(Data extracted from a collection)
● ● ● ●
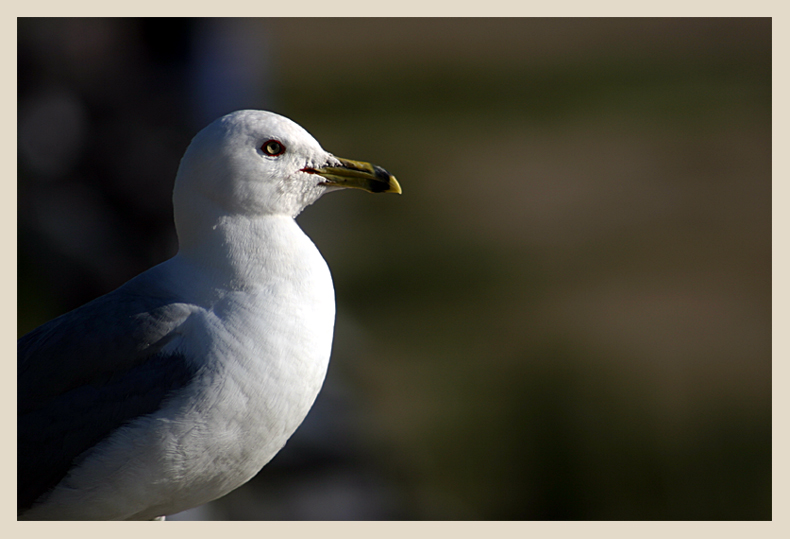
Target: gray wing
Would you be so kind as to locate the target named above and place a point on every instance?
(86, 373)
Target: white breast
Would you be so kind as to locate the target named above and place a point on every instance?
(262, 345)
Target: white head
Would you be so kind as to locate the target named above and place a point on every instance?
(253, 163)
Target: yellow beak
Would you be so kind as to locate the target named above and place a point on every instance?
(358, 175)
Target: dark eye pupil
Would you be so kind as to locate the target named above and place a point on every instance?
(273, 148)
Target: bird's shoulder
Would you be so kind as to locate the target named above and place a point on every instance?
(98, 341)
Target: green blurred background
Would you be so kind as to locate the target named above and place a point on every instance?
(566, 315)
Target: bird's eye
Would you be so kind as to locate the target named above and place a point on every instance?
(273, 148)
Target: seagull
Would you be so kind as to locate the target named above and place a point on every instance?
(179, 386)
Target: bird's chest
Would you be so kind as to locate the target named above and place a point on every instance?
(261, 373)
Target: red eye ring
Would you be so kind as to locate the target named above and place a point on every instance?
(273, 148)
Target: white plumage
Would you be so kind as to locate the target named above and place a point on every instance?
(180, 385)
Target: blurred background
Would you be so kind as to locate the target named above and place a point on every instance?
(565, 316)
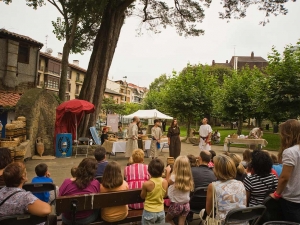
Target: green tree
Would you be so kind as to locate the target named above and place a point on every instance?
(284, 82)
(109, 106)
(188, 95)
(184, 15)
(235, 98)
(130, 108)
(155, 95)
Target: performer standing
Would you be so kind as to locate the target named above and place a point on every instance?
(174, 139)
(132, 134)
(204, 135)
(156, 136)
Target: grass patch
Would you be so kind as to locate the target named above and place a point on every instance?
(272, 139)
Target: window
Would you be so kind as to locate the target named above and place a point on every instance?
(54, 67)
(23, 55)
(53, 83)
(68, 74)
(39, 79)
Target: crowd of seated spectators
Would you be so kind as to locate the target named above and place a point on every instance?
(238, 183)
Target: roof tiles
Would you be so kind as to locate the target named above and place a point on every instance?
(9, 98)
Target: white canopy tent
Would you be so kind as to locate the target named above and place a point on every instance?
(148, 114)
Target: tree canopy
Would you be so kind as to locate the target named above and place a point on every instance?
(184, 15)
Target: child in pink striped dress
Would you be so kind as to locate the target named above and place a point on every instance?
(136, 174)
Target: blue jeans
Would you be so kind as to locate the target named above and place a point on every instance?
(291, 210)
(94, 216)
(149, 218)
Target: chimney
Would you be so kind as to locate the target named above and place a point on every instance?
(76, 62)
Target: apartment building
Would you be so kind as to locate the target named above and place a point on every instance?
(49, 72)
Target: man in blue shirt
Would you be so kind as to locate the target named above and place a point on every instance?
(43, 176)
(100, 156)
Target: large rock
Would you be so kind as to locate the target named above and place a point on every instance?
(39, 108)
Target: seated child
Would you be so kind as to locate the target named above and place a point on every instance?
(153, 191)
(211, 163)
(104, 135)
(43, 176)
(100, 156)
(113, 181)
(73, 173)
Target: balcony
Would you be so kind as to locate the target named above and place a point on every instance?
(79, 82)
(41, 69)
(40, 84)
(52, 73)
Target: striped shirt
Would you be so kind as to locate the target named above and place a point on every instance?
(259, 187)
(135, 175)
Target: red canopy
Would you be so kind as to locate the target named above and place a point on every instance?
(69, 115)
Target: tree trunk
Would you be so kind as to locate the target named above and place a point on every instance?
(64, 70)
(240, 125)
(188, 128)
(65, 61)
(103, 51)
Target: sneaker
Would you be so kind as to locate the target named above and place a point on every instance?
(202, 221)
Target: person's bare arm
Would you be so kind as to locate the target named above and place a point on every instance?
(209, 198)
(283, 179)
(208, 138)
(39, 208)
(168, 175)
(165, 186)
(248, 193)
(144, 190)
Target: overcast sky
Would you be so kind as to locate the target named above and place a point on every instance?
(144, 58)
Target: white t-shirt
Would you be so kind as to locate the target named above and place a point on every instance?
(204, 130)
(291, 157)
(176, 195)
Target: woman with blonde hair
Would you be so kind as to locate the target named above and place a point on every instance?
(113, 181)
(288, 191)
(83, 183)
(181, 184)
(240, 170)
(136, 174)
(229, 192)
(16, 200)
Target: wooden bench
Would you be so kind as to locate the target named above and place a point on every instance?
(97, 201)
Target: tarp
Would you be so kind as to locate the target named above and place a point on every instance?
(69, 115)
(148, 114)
● ● ● ●
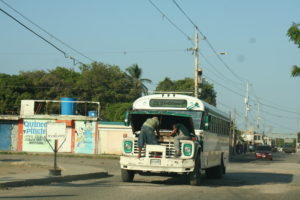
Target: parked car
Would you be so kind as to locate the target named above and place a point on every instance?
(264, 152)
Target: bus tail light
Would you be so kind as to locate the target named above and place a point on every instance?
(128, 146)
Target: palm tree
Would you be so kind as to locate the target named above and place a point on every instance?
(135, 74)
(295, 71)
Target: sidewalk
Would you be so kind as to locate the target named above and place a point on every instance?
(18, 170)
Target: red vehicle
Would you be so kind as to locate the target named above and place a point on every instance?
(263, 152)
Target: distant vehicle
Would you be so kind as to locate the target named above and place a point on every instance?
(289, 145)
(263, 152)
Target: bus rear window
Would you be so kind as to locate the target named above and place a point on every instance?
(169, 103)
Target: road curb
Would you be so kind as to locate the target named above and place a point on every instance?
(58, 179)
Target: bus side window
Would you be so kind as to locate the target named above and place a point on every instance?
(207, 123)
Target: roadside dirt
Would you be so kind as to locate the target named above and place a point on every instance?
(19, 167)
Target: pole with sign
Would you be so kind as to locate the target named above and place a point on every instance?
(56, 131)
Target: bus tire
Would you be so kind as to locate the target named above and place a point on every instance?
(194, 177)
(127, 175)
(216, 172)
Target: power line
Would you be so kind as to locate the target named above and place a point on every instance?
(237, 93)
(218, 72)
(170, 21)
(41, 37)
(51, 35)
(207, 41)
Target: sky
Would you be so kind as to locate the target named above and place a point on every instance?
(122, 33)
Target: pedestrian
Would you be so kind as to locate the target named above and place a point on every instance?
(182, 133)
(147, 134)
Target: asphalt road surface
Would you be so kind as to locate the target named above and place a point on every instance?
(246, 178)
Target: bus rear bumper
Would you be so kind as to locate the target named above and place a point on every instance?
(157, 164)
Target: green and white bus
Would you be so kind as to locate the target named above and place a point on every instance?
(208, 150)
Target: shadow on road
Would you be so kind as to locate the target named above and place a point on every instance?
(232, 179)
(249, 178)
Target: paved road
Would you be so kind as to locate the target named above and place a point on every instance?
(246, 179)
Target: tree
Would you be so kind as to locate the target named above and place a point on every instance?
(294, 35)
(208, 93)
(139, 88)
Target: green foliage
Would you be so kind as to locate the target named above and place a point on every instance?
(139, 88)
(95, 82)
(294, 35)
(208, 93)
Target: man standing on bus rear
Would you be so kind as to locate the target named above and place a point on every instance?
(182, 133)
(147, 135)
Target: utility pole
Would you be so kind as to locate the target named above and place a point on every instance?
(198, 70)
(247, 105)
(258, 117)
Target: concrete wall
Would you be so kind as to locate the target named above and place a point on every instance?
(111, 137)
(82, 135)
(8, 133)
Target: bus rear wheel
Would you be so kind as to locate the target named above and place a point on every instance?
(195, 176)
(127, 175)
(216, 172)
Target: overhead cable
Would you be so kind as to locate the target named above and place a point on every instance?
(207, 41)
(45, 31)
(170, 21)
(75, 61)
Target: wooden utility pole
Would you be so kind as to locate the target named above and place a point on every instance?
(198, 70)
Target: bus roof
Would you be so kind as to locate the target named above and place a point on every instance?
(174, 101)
● ● ● ●
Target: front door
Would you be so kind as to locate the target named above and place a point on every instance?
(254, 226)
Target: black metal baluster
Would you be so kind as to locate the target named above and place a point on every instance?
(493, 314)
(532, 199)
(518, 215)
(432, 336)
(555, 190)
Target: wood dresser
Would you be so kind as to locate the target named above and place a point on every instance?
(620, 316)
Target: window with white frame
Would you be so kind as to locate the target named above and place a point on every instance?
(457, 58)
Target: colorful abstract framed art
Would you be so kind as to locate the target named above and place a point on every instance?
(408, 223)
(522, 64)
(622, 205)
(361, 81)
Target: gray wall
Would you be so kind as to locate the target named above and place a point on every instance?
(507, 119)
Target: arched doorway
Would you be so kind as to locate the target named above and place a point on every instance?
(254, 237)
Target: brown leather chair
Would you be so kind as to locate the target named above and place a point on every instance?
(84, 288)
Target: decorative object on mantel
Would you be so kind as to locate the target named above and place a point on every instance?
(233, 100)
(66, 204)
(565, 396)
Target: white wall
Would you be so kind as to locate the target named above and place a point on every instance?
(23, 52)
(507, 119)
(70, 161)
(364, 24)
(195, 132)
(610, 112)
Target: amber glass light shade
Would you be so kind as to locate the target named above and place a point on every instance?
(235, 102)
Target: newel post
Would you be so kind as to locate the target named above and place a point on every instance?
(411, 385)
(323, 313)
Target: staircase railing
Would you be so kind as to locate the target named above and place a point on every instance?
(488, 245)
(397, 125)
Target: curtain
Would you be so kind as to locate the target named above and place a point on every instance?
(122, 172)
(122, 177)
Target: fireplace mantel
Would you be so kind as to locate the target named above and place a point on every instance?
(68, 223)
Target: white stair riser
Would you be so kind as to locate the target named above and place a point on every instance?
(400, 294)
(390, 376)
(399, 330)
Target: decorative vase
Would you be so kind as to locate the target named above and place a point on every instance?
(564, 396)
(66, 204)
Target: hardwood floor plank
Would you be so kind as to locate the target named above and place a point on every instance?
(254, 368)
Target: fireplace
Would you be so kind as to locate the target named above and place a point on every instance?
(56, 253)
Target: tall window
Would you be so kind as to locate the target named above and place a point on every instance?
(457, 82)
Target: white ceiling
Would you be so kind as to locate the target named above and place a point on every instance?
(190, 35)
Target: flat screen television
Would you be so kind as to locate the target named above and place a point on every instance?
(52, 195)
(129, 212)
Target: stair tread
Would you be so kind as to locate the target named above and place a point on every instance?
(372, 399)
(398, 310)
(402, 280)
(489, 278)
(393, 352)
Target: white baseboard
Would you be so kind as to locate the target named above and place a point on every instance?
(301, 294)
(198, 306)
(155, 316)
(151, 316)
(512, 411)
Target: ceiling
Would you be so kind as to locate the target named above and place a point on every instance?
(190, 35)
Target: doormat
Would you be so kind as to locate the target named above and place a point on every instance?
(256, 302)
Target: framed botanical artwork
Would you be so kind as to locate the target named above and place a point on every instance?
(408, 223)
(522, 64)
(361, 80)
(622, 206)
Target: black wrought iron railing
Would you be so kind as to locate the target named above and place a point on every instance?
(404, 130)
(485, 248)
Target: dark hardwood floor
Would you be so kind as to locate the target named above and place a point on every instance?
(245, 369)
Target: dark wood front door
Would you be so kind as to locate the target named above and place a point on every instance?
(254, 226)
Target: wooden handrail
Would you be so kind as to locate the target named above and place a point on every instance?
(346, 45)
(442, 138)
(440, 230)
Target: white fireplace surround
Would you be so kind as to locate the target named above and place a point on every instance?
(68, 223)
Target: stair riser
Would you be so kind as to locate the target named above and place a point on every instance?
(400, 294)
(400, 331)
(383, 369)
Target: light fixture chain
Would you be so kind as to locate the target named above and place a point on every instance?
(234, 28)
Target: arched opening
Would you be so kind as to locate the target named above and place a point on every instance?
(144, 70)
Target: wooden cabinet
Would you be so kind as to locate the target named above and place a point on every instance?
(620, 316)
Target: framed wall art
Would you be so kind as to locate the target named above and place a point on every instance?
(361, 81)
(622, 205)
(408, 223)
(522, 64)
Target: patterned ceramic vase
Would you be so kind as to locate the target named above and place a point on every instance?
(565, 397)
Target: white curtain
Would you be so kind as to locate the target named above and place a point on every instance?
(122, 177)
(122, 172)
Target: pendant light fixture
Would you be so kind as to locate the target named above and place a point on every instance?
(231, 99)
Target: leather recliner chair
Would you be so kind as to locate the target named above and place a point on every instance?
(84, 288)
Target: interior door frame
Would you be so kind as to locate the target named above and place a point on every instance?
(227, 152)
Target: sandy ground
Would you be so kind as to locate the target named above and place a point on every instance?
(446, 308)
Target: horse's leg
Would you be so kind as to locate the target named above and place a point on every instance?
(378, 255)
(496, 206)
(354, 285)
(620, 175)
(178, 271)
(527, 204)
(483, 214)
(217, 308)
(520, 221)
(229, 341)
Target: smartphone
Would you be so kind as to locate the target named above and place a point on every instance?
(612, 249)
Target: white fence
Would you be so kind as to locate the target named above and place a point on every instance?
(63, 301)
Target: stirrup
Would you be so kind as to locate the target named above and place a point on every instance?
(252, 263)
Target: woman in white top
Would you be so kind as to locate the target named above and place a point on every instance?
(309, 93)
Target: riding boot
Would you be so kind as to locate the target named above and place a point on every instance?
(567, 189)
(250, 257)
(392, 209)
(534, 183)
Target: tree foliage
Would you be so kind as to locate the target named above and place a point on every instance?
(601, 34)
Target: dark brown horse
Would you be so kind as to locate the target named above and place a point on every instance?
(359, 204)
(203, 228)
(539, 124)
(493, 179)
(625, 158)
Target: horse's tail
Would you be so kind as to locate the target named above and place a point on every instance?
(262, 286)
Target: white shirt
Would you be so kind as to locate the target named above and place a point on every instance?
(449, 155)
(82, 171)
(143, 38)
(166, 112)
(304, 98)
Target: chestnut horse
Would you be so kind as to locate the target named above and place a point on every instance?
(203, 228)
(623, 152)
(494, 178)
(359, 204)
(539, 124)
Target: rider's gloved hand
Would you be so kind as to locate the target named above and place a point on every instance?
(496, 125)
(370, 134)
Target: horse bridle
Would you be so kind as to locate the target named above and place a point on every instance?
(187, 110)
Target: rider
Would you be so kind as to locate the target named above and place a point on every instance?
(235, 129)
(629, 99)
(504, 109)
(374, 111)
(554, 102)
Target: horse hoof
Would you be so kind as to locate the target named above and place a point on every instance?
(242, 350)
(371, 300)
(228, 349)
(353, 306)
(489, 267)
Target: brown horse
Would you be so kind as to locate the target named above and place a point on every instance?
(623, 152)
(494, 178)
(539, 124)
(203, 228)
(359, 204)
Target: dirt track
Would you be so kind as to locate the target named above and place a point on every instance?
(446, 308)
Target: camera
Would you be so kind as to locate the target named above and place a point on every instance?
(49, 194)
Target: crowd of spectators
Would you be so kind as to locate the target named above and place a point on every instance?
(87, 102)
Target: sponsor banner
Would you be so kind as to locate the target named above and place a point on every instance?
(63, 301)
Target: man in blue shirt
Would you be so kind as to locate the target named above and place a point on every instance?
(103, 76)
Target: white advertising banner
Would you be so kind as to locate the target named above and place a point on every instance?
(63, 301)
● ● ● ●
* _Requirement_
Print exactly the lines above from the one with "Target: wood dresser" to the one with "Target: staircase railing", including both.

* _Task output_
Target: wood dresser
Would you be so kind as to locate the target named above and place a point on every instance?
(620, 316)
Target: window with white frame
Would you be so kind as to locate the target named above and place a point on every instance?
(457, 58)
Target: colorful abstract framed art
Would you be so kind as to locate the target named above and place a point on every instance?
(408, 223)
(522, 64)
(622, 205)
(361, 81)
Target: gray wall
Would you be so kind as to locate the target named above and place a point on every instance?
(507, 119)
Target: arched doorway
Would you be so kind as to locate the target named above and place a point on every instance?
(254, 237)
Target: brown leather chair
Would you be so kind as to locate the target named above and place a point on every instance?
(84, 288)
Target: decorative object on mantel
Would you be so kind as to locate the target named above and place a point on every instance?
(233, 100)
(66, 204)
(565, 396)
Target: white wall
Would you be so kind as to locate the target named above and place a point on every instance?
(23, 52)
(507, 119)
(70, 161)
(364, 24)
(195, 132)
(610, 112)
Target: amber glass light shade
Would you be so kind as to locate the target named above and place a point on every instance?
(235, 102)
Target: newel post
Would you be so kind as to locate the target named above and place a point on every instance?
(411, 385)
(323, 313)
Target: staircase railing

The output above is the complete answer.